» YOUR INSTRUCTIONS:
Using the data below, determine the number of lines that include the string "girl". Write only that number.

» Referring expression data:
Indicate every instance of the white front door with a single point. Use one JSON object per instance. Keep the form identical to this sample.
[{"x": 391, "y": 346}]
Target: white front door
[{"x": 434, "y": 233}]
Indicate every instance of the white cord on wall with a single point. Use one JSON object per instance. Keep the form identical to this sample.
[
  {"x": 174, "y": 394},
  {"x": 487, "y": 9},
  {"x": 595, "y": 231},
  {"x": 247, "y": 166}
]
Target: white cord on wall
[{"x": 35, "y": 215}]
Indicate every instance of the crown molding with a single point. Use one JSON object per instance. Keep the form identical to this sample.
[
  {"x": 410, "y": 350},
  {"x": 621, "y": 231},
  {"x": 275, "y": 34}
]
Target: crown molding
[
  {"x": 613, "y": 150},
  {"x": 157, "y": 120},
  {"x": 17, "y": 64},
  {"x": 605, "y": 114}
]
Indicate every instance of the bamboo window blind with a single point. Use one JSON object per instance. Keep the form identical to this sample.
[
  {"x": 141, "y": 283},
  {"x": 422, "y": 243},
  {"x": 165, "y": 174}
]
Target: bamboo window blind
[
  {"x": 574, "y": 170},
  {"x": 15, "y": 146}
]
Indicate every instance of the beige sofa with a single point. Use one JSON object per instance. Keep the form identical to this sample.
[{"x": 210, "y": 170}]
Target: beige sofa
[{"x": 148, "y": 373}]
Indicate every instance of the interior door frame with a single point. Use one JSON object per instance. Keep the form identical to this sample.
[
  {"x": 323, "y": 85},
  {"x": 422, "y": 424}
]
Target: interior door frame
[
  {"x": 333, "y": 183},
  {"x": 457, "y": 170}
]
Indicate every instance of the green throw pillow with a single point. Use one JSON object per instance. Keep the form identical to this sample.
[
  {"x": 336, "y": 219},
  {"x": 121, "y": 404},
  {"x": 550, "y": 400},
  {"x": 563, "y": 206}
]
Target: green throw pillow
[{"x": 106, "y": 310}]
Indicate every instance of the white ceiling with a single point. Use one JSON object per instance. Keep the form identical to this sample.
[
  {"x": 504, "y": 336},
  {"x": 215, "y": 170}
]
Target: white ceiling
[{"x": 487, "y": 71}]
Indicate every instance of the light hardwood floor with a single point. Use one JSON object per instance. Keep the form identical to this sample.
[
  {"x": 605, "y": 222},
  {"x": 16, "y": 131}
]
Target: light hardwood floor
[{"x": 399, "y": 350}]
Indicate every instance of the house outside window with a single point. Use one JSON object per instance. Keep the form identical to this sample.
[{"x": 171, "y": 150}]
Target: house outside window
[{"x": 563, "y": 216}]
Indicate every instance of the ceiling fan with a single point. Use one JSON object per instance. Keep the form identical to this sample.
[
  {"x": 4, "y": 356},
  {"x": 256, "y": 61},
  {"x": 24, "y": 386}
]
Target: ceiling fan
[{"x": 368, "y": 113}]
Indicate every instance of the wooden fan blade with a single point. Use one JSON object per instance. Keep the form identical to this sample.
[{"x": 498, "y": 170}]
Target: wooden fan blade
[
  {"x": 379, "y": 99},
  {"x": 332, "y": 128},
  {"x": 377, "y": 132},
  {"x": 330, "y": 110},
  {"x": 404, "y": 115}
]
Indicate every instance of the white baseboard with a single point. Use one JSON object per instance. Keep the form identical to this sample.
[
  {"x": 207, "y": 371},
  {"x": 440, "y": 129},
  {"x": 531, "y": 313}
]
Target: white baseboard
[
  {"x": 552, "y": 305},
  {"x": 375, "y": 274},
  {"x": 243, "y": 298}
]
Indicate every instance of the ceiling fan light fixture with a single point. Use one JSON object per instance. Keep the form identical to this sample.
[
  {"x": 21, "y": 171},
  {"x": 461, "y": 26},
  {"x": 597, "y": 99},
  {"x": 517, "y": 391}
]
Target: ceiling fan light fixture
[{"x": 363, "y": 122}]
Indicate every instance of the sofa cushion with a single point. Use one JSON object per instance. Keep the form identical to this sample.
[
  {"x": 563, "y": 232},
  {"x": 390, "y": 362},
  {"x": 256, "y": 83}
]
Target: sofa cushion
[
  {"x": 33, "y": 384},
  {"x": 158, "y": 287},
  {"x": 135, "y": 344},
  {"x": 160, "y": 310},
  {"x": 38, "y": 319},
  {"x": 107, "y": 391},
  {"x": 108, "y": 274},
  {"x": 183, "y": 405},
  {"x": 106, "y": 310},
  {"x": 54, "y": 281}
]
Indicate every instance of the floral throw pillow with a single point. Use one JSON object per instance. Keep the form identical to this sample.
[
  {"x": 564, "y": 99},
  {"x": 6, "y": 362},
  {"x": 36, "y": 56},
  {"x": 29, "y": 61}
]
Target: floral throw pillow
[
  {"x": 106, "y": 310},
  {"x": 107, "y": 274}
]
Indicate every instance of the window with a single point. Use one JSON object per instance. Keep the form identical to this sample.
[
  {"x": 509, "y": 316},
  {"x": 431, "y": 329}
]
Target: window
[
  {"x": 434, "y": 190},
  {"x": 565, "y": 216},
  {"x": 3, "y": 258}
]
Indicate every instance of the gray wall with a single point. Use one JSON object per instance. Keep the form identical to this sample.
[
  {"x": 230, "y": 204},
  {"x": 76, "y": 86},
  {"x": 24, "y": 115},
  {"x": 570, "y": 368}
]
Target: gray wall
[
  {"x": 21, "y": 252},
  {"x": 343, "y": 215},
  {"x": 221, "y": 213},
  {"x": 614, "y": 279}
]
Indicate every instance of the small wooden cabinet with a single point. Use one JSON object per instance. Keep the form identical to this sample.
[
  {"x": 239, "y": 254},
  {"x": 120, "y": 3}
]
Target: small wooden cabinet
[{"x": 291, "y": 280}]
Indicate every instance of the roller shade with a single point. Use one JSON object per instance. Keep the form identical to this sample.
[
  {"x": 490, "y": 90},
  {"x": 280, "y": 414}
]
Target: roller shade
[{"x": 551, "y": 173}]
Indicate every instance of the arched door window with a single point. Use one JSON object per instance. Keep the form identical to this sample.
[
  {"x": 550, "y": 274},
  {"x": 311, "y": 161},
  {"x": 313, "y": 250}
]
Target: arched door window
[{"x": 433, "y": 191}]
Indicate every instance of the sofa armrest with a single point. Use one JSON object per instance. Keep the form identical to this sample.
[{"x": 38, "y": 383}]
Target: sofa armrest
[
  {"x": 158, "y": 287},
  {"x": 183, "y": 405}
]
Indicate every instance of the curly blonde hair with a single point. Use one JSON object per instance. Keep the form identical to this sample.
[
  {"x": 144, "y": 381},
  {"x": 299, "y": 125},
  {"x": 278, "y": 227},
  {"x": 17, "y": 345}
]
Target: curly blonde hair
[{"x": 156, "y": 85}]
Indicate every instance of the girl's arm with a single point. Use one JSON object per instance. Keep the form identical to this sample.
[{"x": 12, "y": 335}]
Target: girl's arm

» RESULT OF THE TASK:
2